| WORK TO DO |
Render as a JSON list of strings the lines of the items below, starting at the line that contains "Where can the drooping" and ending at the last line of the items, with one string per line and blank lines omitted.
******
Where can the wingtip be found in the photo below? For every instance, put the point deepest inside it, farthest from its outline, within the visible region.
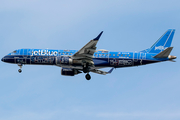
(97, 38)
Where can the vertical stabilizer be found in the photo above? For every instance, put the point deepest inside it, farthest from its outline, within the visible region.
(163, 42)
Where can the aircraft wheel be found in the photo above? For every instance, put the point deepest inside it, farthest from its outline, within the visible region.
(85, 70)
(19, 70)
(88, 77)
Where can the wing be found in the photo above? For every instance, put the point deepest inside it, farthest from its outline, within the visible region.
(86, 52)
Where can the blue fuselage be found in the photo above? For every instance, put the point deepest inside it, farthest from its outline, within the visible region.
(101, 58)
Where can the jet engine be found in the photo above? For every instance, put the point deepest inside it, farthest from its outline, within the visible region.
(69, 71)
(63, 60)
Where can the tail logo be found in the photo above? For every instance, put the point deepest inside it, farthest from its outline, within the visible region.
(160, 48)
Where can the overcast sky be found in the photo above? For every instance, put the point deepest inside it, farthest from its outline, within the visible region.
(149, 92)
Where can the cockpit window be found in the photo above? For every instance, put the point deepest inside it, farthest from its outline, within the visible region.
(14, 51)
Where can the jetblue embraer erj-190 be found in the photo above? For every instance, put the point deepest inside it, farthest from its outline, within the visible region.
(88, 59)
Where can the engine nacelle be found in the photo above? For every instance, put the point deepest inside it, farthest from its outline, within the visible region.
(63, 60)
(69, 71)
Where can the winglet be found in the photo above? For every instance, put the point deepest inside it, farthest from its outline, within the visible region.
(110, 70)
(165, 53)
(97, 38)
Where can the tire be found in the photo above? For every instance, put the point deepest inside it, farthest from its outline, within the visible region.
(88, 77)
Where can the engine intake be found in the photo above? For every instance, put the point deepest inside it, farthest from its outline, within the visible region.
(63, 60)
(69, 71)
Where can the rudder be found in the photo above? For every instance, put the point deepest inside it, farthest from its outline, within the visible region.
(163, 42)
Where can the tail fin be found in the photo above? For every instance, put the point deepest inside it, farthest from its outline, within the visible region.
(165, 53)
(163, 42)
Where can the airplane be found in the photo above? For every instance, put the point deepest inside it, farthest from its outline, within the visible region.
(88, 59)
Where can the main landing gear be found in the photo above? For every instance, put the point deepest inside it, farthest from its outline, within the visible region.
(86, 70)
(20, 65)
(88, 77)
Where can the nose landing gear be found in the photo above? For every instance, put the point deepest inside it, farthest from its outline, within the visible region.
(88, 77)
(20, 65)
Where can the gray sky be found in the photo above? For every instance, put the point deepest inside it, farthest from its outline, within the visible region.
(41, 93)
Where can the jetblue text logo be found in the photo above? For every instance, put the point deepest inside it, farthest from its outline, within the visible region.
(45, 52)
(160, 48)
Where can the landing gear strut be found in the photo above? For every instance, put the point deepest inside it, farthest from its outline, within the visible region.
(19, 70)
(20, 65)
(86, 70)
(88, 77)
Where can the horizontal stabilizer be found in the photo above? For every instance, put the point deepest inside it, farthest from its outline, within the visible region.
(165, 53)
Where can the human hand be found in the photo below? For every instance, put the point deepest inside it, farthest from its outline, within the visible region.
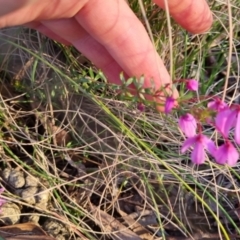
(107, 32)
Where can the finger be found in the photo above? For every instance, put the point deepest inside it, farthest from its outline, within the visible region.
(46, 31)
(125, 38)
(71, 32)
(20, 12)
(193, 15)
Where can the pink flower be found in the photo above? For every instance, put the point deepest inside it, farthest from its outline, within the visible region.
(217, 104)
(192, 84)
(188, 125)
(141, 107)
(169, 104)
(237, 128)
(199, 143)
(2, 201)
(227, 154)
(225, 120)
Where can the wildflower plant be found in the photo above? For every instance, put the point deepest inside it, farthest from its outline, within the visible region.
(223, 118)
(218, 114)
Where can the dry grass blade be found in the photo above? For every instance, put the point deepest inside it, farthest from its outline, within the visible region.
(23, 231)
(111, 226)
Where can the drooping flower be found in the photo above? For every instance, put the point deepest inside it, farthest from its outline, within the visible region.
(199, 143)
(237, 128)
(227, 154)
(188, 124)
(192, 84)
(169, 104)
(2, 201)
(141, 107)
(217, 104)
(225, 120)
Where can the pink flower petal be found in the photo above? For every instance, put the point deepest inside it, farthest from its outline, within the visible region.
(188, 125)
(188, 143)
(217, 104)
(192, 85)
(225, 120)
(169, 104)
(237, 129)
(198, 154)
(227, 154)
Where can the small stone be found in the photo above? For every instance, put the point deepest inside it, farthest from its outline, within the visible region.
******
| EXERCISE OUTPUT |
[
  "Where can the drooping flower be found in the photo above? For every instance, put the point deepest inside it, farthest from its outline, within the visible region.",
  "(199, 143)",
  "(237, 128)",
  "(227, 154)",
  "(188, 124)",
  "(192, 84)",
  "(169, 104)",
  "(2, 201)",
  "(141, 107)",
  "(217, 104)",
  "(225, 120)",
  "Where can the pink flower petal be found in the photo above? For every instance, put the point deepest inside it, farthest from its outline, within the visible region.",
  "(188, 125)",
  "(188, 143)",
  "(217, 104)",
  "(192, 85)",
  "(225, 120)",
  "(169, 104)",
  "(237, 129)",
  "(198, 154)",
  "(227, 154)",
  "Where can the small stone be found in the photo above? For every instance, put the point deepest inside it, farthest from its outline, within the visible region."
]